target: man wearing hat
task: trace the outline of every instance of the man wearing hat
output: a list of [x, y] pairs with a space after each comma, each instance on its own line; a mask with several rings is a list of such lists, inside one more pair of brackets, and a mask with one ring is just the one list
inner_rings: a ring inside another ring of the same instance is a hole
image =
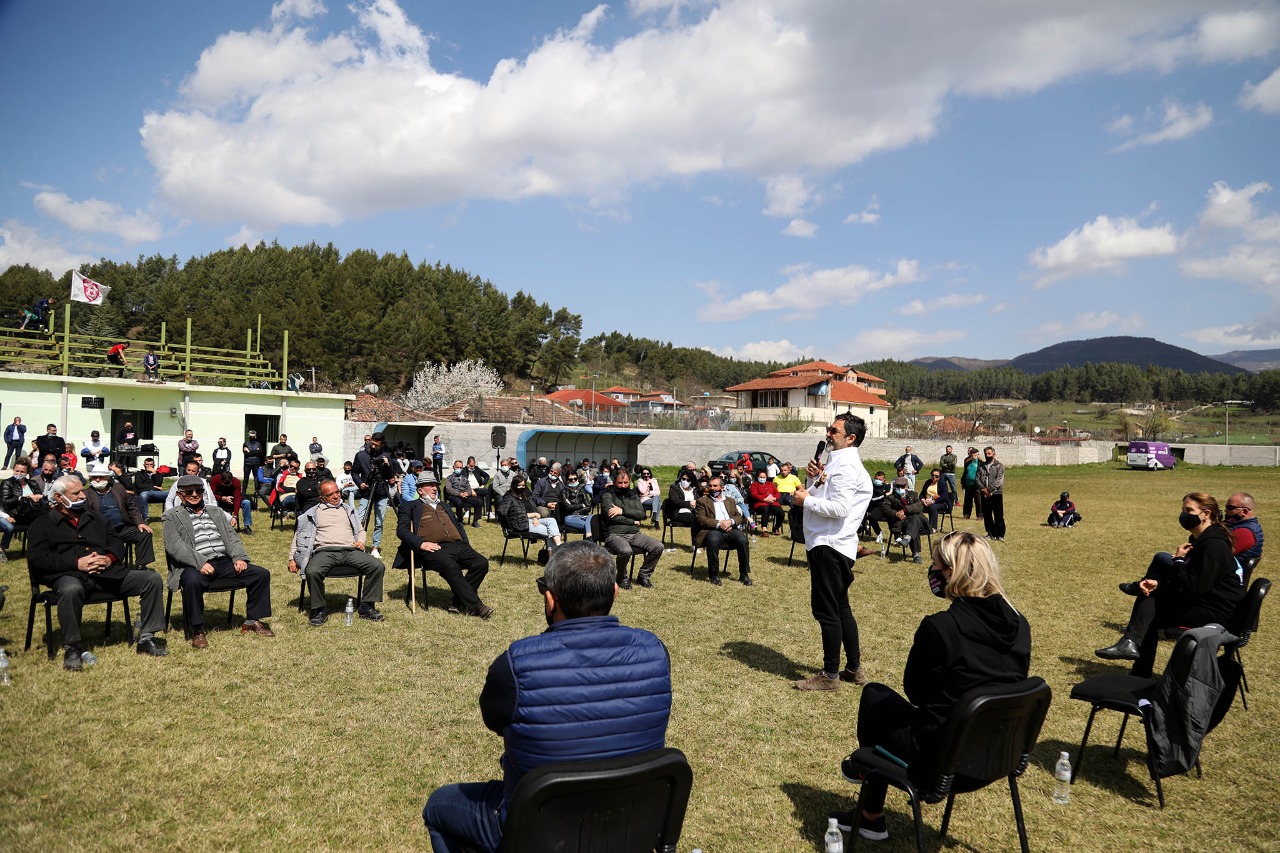
[[924, 504], [906, 477], [893, 481], [893, 489], [884, 499], [884, 511], [888, 514], [889, 534], [893, 544], [904, 545], [911, 551], [911, 562], [923, 563], [920, 556], [920, 536], [929, 529], [924, 514]]
[[178, 478], [180, 503], [166, 510], [164, 550], [169, 556], [169, 589], [182, 590], [182, 612], [191, 626], [191, 645], [209, 648], [204, 631], [204, 594], [215, 578], [234, 578], [245, 589], [242, 634], [274, 637], [262, 620], [271, 615], [271, 572], [249, 562], [244, 543], [231, 527], [225, 512], [206, 505], [208, 485], [198, 474]]
[[[315, 465], [314, 462], [307, 463]], [[364, 525], [356, 511], [342, 502], [342, 490], [333, 480], [320, 484], [320, 502], [298, 515], [289, 571], [301, 574], [311, 591], [311, 627], [329, 620], [324, 579], [334, 569], [352, 569], [364, 576], [360, 618], [381, 622], [376, 603], [382, 600], [382, 577], [387, 567], [364, 550]]]
[[[424, 470], [418, 475], [418, 500], [401, 501], [397, 515], [400, 548], [391, 567], [412, 569], [417, 565], [439, 572], [453, 590], [450, 613], [481, 619], [493, 615], [493, 608], [485, 606], [479, 594], [480, 584], [489, 573], [489, 561], [471, 547], [466, 525], [448, 503], [440, 500], [440, 484], [434, 472]], [[412, 575], [409, 583], [413, 583]]]
[[258, 441], [256, 430], [249, 430], [249, 435], [241, 445], [240, 452], [244, 454], [244, 476], [241, 478], [243, 488], [247, 492], [252, 485], [256, 493], [261, 490], [261, 486], [258, 485], [258, 466], [262, 464], [262, 442]]
[[1076, 505], [1071, 502], [1071, 493], [1063, 492], [1058, 499], [1049, 505], [1050, 527], [1075, 527], [1080, 520]]
[[105, 518], [126, 545], [133, 546], [134, 564], [138, 568], [150, 567], [156, 561], [151, 526], [125, 492], [124, 484], [116, 480], [102, 462], [90, 464], [87, 473], [89, 488], [84, 493], [85, 504]]
[[111, 446], [104, 444], [102, 441], [102, 433], [96, 429], [89, 433], [89, 440], [84, 443], [84, 447], [80, 448], [80, 455], [84, 457], [85, 465], [93, 465], [100, 462], [107, 464], [107, 459], [111, 456]]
= = = = = = =
WHAT THE TASK ASKS: Only the lines containing the string "wearing" are needed; pull them out of the records.

TASK RESPONSE:
target: man wearing hat
task: trace the outline of every instance of the man wearing hat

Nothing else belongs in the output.